What you have to do
Please swap "Determine" for "Identify" throughout the material below, leaving everything else unchanged.

Dataset entries

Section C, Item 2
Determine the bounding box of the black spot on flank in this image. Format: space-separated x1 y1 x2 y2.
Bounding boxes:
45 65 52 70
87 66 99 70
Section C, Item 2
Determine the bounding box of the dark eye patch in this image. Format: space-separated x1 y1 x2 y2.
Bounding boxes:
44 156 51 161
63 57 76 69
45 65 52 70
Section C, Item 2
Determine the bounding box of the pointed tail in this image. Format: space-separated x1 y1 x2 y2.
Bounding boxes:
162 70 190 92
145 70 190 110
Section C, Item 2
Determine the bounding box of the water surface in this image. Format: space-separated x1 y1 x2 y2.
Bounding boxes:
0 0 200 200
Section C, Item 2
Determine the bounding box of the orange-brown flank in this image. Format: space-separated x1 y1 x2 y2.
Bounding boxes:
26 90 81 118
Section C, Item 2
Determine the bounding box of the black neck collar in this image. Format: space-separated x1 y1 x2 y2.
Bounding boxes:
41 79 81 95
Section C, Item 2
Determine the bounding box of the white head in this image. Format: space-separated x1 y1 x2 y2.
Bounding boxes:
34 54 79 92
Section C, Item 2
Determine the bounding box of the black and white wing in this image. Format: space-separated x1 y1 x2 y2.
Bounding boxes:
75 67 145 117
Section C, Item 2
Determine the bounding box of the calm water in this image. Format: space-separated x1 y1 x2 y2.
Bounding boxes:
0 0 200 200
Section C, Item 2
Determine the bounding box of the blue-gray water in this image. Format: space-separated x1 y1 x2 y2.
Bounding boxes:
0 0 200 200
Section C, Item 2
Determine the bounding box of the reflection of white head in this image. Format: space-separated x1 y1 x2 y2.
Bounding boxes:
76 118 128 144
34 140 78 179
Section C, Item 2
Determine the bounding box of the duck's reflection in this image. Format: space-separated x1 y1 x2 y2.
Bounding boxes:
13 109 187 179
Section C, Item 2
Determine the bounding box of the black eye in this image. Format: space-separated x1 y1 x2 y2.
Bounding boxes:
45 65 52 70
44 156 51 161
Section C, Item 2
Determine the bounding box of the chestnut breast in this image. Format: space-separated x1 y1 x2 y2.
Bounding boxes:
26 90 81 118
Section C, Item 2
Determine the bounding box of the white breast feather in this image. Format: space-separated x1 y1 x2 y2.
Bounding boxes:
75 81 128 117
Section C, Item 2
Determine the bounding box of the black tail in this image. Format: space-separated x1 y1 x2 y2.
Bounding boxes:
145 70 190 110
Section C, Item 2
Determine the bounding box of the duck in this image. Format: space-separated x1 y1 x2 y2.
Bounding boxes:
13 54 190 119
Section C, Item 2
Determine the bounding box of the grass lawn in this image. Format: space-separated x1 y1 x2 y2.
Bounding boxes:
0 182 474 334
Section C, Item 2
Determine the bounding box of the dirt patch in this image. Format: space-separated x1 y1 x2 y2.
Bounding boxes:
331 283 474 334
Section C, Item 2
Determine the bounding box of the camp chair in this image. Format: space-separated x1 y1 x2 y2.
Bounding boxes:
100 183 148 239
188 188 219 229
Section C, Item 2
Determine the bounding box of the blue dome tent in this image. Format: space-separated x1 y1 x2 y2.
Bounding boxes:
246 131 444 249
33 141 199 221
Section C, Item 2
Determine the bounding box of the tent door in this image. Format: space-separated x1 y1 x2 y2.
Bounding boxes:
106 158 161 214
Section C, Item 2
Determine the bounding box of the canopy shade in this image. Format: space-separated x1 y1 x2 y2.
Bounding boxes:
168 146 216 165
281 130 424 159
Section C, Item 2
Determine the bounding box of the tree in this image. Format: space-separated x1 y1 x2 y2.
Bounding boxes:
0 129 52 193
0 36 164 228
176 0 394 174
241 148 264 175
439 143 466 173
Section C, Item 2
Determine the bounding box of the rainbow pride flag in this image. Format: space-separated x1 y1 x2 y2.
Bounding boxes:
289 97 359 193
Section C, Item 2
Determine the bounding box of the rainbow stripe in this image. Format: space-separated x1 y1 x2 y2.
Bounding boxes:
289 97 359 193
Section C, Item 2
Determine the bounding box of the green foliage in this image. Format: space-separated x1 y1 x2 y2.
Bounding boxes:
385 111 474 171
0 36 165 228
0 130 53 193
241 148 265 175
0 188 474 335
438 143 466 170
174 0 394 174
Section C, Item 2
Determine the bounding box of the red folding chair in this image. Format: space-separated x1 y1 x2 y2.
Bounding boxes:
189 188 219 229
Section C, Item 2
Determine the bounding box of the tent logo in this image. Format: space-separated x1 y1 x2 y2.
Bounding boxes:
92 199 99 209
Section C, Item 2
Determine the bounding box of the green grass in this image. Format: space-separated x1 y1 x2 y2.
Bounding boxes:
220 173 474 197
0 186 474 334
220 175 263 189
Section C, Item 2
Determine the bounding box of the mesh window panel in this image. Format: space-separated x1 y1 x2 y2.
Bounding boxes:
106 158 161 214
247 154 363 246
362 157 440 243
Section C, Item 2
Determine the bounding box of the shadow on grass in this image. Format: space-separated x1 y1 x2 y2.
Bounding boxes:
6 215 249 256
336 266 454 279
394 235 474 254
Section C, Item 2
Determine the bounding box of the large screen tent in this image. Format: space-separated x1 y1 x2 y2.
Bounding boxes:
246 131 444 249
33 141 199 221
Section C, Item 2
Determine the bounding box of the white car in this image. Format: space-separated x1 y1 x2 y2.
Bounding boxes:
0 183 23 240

Result
Section C, Item 2
Identify the bounding box of the black spot on flank in this image. Format: space-separated x1 y1 x2 y2.
Bounding boxes:
45 65 52 70
87 66 99 70
Section C, Item 2
Identify the bounding box of the dark eye patch in this image. Format: space-separated x1 y1 x2 y2.
Bounding boxes:
44 156 51 161
63 57 76 69
45 65 52 70
Section C, Item 2
Identify the bounding box of the pointed tail in this image. Format: space-separated x1 y1 x2 y2.
Bounding boxes:
162 70 190 92
145 70 190 110
Section C, Item 2
Identify the bounding box of the water surface in this image. Format: space-separated x1 y1 x2 y2.
Bounding boxes:
0 0 200 200
Section C, Item 2
Identify the bounding box of the orange-brown flank in this image. Format: space-separated x1 y1 x2 y2.
Bounding boxes:
26 90 81 118
Section C, Item 2
Identify the bounding box of the black neck collar in this image. Format: space-separated x1 y1 x2 y2.
Bounding boxes:
41 79 81 95
Section C, Item 2
Identify the bounding box of the white head in this image. Format: space-separated x1 y1 x2 y2.
Bounding boxes:
34 54 79 92
Section C, Item 2
Identify the bounding box of the black and white wing in this image. Format: space-separated x1 y1 x2 y2.
Bounding boxes:
75 67 145 117
Section C, Item 2
Identify the bounding box of the calm water in this image. Format: space-separated x1 y1 x2 y2.
Bounding boxes:
0 0 200 200
Section C, Item 2
Identify the bounding box of the blue-gray water in this image. Format: space-separated x1 y1 x2 y2.
Bounding boxes:
0 0 200 200
Section C, Item 2
Identify the bounding box of the reflection of white head in this image. Format: space-separated x1 y1 x2 y2.
Bounding boxes:
76 118 128 144
34 140 78 179
Section C, Item 2
Identify the bounding box of the duck's reflection in this image. Format: space-separated x1 y1 x2 y2.
Bounding boxes:
13 109 187 179
Section C, Item 2
Identify the bounding box of the black eye in this image. Format: space-separated x1 y1 x2 y2.
Bounding boxes:
45 65 52 70
44 156 51 161
Section C, Item 2
Identify the bounding box of the chestnut breast in this image. Format: space-separated x1 y1 x2 y2.
Bounding boxes:
26 90 81 118
Section C, Item 2
Identify the bounding box of the white breast feather in this image. Format: space-separated x1 y1 x2 y2.
Bounding boxes:
75 81 128 117
Section C, Item 2
Identify the bounding box of the black tail in this image. Format: space-separated x1 y1 x2 y2.
Bounding boxes:
145 70 190 110
Section C, Item 2
Identify the bounding box of the duck in this image. Format: space-separated x1 y1 x2 y2.
Bounding boxes:
13 54 190 119
Section C, Item 2
Identify the bounding box of the grass lawn in this image. Format: space-separated x1 y1 x2 y2.
Bounding boxes:
0 182 474 334
Section C, Item 2
Identify the bounding box of the dirt patch in this image. Format: space-separated x1 y1 x2 y2.
Bounding boxes:
331 283 474 334
Section C, Item 2
Identify the bounding box of the camp chair in this image. Format: space-separated x1 y1 x2 y2.
Bounding boxes:
100 183 148 239
188 188 219 229
Section C, Item 2
Identify the bounding box of the blue dome tent in this image. Format: space-separated x1 y1 x2 y2.
Bounding boxes:
246 131 444 249
33 141 199 221
Section C, Item 2
Identify the bounding box of the tent door in this image. Format: space-separated x1 y1 x2 y2.
Bounding boxes:
106 158 161 214
Section C, Item 2
Identify the bounding box of the canopy shade in this image. Format: space-separated x1 y1 x2 y2.
Bounding boxes:
168 146 216 165
281 130 424 159
Section C, Item 2
Identify the bounding box of the tree in this image. Format: space-separated x1 y1 x2 y2.
Bounding boxes:
0 129 52 193
0 36 164 228
176 0 394 174
241 148 264 175
439 143 466 173
Section C, Item 2
Identify the bounding box of the rainbow pride flag in this image. Format: space-separated x1 y1 x2 y2.
Bounding boxes:
289 97 359 193
Section C, Item 2
Identify the bounding box of the rainbow stripe in this image. Format: space-separated x1 y1 x2 y2.
Bounding boxes:
289 97 359 193
Section C, Item 2
Identify the bounding box of the green foliage in this image. Format: space-separated x1 y1 x2 y2.
Bounding boxes:
385 111 474 171
0 36 165 228
0 130 53 193
241 148 265 175
0 188 474 335
438 143 466 170
174 0 394 174
Section C, Item 2
Identify the bounding box of the red folding chair in this image. Format: space-separated x1 y1 x2 y2.
Bounding boxes:
189 188 219 229
Section C, Item 2
Identify the bounding box of the tent logo in this image. Format: space-separated x1 y1 x2 y2.
Bounding boxes:
92 199 99 209
Section C, Item 2
Identify the bounding box of the green grass in this image. Format: space-separated x1 y1 x2 y2.
Bounding boxes:
220 173 474 197
0 186 474 334
220 175 263 189
Section C, Item 2
Identify the bounding box of the mesh window panel in this image. Format: space-separated x1 y1 x2 y2.
Bounding boxes:
106 158 161 214
247 154 363 246
362 157 440 243
Section C, Item 2
Identify the bounding box of the shadow on grass in this image. Format: space-separated x1 y1 x2 y2.
Bounding boxes:
6 215 249 256
336 266 454 279
394 235 474 254
Section C, Item 2
Identify the bounding box of the large screen tent in this image. Format: space-separated x1 y1 x2 y2.
Bounding boxes:
246 131 444 249
33 141 199 221
Section C, Item 2
Identify the bounding box of the white car in this image. Format: space-separated x1 y1 x2 y2.
Bounding boxes:
0 183 23 240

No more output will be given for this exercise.